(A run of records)
+--
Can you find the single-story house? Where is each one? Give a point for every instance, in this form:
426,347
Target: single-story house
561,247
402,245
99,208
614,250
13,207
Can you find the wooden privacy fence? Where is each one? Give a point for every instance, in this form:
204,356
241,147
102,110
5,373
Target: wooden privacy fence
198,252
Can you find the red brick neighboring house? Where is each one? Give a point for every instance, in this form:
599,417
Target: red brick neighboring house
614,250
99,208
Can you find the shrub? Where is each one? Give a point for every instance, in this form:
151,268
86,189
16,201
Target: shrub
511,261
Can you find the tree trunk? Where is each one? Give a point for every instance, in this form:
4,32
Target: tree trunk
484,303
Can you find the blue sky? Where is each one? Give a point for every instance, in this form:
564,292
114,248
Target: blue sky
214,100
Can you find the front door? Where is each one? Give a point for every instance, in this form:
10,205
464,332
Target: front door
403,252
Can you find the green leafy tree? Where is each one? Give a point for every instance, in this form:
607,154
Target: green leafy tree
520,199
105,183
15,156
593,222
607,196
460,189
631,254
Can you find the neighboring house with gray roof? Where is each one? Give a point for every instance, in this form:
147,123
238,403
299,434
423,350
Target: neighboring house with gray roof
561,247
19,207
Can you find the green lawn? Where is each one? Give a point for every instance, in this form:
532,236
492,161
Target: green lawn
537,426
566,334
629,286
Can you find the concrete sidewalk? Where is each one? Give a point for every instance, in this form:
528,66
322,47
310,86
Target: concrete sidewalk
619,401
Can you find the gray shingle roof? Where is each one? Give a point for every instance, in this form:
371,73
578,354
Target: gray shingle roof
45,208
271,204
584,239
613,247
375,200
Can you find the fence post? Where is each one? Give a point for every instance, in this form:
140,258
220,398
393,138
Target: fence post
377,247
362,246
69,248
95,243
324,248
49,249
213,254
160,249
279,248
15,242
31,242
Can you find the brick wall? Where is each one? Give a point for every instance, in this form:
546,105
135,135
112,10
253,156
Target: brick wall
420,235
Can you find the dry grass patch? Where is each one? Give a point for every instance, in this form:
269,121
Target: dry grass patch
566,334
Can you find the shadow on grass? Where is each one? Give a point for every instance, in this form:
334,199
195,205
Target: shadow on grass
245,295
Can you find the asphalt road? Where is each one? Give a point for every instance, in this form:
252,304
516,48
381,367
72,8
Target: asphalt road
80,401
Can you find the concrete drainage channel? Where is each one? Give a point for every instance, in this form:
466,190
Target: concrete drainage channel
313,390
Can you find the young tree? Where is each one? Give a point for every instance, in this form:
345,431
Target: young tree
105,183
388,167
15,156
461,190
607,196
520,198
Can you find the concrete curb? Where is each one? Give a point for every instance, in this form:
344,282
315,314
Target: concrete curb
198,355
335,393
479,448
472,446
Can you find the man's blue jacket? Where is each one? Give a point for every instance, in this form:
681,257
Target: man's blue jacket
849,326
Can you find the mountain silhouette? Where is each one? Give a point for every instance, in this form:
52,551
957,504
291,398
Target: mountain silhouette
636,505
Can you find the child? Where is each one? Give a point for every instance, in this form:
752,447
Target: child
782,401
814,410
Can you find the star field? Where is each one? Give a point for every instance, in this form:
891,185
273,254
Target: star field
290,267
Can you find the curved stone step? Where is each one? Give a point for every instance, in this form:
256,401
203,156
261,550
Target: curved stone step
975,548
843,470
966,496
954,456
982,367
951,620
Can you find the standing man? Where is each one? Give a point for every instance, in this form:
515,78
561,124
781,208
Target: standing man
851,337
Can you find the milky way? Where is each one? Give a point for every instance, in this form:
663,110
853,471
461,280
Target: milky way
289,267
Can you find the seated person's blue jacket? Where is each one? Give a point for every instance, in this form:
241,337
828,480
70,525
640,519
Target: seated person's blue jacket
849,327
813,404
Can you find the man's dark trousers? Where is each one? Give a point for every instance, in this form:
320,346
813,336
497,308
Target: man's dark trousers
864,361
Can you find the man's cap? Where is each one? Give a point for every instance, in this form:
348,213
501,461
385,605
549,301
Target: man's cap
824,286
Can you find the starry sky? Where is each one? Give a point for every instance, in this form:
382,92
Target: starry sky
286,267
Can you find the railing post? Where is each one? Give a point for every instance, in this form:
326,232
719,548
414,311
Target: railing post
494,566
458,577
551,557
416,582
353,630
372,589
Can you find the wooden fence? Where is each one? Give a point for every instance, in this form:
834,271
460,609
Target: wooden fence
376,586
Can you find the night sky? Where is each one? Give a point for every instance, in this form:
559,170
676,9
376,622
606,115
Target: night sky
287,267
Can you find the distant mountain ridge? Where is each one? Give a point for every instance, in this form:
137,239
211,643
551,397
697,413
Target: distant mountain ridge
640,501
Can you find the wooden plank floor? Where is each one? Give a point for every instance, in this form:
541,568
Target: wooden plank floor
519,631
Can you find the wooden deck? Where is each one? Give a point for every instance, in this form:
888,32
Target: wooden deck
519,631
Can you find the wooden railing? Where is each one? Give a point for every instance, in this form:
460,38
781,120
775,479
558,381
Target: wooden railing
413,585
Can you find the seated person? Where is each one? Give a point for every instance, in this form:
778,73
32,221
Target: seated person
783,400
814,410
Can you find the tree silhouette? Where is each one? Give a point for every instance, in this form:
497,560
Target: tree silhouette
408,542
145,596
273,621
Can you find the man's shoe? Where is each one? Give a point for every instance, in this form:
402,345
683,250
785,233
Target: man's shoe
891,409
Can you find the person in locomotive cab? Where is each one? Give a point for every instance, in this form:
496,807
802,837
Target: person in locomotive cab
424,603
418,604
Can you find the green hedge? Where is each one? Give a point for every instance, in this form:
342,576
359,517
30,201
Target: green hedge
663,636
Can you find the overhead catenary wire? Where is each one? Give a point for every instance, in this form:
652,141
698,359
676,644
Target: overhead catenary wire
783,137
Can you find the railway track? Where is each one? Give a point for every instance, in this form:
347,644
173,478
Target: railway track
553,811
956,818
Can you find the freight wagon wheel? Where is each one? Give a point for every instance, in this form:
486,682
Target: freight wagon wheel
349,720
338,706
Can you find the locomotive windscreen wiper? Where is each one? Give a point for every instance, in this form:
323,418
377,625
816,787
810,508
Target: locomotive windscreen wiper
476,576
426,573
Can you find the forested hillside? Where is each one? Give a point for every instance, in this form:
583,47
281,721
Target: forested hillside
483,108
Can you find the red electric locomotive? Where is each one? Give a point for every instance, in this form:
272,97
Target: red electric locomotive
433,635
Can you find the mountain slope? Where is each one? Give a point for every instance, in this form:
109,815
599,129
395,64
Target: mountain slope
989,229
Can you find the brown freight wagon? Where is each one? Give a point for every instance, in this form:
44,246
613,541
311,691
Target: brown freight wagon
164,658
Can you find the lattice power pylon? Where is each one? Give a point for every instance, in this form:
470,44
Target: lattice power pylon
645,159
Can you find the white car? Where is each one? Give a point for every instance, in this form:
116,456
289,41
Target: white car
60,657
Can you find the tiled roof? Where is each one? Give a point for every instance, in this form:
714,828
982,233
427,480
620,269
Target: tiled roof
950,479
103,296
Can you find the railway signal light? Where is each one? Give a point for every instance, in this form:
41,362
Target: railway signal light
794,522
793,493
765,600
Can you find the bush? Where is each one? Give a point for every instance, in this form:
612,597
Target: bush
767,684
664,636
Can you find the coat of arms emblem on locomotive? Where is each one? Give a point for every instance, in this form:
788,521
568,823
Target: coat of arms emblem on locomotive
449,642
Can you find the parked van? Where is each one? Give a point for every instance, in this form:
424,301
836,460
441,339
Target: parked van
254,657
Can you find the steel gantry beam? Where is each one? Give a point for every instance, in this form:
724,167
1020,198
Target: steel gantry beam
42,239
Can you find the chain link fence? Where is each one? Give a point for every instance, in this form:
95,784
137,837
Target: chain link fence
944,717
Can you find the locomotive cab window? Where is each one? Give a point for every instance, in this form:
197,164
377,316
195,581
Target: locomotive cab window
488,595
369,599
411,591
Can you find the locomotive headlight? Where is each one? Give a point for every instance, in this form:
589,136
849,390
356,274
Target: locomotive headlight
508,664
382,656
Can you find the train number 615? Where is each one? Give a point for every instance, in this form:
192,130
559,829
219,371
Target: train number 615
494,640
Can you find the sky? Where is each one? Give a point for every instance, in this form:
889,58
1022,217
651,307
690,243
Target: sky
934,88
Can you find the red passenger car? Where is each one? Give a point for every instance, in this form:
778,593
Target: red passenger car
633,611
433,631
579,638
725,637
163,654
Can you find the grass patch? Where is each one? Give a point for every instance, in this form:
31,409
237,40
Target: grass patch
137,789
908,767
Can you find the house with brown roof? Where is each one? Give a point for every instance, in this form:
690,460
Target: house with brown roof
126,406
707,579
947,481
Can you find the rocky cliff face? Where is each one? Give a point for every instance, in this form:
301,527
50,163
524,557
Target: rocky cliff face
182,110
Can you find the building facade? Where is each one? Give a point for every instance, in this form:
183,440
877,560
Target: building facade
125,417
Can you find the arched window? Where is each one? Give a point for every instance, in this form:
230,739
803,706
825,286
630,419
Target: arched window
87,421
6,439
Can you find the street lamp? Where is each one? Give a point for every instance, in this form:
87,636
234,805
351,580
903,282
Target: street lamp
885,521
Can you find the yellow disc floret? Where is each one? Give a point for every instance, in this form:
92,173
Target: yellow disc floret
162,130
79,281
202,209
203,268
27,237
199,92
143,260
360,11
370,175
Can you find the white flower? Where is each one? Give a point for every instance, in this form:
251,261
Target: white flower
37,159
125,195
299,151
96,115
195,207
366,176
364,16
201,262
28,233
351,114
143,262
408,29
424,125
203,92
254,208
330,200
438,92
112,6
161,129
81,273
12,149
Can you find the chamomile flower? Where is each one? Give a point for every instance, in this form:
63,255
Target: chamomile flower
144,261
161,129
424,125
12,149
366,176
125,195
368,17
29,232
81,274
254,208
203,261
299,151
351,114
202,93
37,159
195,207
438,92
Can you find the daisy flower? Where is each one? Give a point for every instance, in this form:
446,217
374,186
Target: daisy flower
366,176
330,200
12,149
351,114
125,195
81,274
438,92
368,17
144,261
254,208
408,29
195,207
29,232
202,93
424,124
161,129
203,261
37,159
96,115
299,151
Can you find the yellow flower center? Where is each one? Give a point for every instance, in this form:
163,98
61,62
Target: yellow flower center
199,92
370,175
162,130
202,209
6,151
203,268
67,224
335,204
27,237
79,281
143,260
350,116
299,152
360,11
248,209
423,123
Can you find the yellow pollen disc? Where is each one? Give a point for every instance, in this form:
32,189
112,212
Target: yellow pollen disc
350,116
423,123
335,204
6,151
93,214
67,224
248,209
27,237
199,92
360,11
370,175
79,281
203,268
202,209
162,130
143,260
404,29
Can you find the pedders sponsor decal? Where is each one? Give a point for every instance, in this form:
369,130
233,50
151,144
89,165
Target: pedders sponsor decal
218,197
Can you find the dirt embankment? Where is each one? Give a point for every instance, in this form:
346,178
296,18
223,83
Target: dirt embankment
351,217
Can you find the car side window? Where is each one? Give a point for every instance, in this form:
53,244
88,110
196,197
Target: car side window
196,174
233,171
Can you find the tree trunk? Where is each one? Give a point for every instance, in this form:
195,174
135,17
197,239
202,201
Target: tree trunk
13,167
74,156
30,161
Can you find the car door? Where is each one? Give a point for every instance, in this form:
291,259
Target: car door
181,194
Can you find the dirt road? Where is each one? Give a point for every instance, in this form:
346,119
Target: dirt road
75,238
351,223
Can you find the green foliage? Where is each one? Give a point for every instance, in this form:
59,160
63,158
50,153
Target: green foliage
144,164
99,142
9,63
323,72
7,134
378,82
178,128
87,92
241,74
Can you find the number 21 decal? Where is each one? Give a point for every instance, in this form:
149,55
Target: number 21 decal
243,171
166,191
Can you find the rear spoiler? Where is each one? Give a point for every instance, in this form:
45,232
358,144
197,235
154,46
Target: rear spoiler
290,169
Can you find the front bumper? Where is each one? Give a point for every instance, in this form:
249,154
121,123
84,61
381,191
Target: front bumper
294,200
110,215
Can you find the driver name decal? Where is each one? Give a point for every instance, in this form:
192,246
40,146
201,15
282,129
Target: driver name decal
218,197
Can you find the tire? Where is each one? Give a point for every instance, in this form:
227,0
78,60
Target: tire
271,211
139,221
+--
PROBLEM DESCRIPTION = Beginning with the line that contains "Can you find the rear", quote each line exactly through the last line of the entries above, and nothing beyond them.

OUTPUT OF THE TASK =
Can you find the rear spoiler? Where is each one? Give a point for every instance, in this form:
45,232
358,144
197,235
154,46
Target: rear spoiler
290,169
Can you find the front bumper? Where is each one? Give a point for every instance, in this form:
249,154
121,123
84,61
381,191
Target: front bumper
294,200
110,215
Can you find the driver name decal? Where is each one? Give a point for every instance, in this form:
192,246
40,146
201,15
282,129
Target: driver name decal
218,197
Can you find the tire? Where is each one? Give a point for every instance, in this form:
227,0
78,60
Target: tire
271,211
139,221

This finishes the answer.